- EXERCISE REQUIREMENTS
Determine whether each statement agrees with the transcript about the Latter-day Saint temple near Washington, D.C.: (a) The church has nearly 200 temples worldwide. (b) The temple has five floors. (c) Kerry Pray currently holds a valid temple recommend. Answer yes or no for each and quote the deciding words of the transcript.

It shoots up from the trees - a marble facade, golden spires, like something out of a fairy tale. If you have driven on the Beltway north of Washington, D.C., you've seen it - the Latter-day Saint Temple. And for the last few weeks, the public has been allowed a rare peek inside. NPR's Lee Hale accompanied one couple who have a unique connection to the faith.

LEE HALE, BYLINE: Kerry Pray and her wife, Heather, live in Maryland, not far from the D.C. temple.

KERRY PRAY: It's a beautiful building. It's intense.

HEATHER: There's definitely another-world vibe to it.

HALE: This will be Heather's first time inside one of these temples. The Church of Jesus Christ of Latter-day Saints has nearly 200 of them worldwide. Kerry, on the other hand, spent most of her life as a practicing member of the church. Ten years ago, she had a slip of paper called a temple recommend that allowed her inside to worship.

PRAY: I have in my purse an expired recommend, and I am not allowed in the temple when it is active and functioning anymore because I am married to a woman.

HALE: As we talk, Heather makes a prediction.

HEATHER: There's going to be tears at some point during the day, so...

PRAY: Maybe. It all depends.

HALE: The temple is open to visitors following years of extensive renovations.

PRAY: Mormons have very good landscaping.

HALE: We make our way to the entrance through well-manicured grounds, download a QR brochure to help guide us through the building and put booties on over our shoes to protect the carpet.

PRAY: Put the booties on.

KENT COLTON: I think a lot of people look at that structure and they think they're going to come in and there's going to be a gigantic cathedral.

HALE: Kent Colton is a church volunteer who helps run this open house. He says many visitors are surprised that the building is so segmented.

COLTON: And it has seven floors and a lot of stairs. And so it's different than what people think.

HALE: Inside the temple, Latter-day Saints make promises to live according to church tenets; things like paying tithes, keeping sexual relationships between a husband and wife and obeying church leaders. Temples are different from the meeting houses where Sunday services are held. They're holier places.

COLTON: There have been over 120,000 people that have come through so far.

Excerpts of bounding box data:
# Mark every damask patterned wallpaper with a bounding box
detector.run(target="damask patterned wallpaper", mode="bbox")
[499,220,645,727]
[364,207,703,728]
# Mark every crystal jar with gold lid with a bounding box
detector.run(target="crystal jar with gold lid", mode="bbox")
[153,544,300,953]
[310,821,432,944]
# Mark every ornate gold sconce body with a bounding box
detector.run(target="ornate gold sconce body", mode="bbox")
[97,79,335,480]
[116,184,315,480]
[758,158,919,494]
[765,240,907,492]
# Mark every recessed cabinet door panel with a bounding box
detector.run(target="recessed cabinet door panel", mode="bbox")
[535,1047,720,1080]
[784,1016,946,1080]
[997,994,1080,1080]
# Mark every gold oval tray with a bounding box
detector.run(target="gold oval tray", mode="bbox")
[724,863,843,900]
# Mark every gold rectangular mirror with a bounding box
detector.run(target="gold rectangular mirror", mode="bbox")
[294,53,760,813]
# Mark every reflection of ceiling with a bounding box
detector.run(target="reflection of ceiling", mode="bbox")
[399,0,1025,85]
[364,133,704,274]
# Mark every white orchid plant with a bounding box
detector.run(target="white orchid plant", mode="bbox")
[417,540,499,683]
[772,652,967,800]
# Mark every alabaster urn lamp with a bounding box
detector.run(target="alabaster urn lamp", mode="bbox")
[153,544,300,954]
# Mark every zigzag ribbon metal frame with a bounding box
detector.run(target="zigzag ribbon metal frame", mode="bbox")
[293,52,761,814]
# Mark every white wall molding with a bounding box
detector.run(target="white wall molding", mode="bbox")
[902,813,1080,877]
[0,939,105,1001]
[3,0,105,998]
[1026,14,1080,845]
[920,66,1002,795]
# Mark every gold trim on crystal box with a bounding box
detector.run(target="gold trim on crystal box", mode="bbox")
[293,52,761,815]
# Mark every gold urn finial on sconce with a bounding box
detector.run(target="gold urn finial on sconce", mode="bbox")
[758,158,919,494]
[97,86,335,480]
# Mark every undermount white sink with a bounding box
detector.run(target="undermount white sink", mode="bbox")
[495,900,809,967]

- PROBLEM SOLUTION
(a) Yes: "The Church of Jesus Christ of Latter-day Saints has nearly 200 of them worldwide."
(b) No: "And it has seven floors and a lot of stairs."
(c) No: "I have in my purse an expired recommend"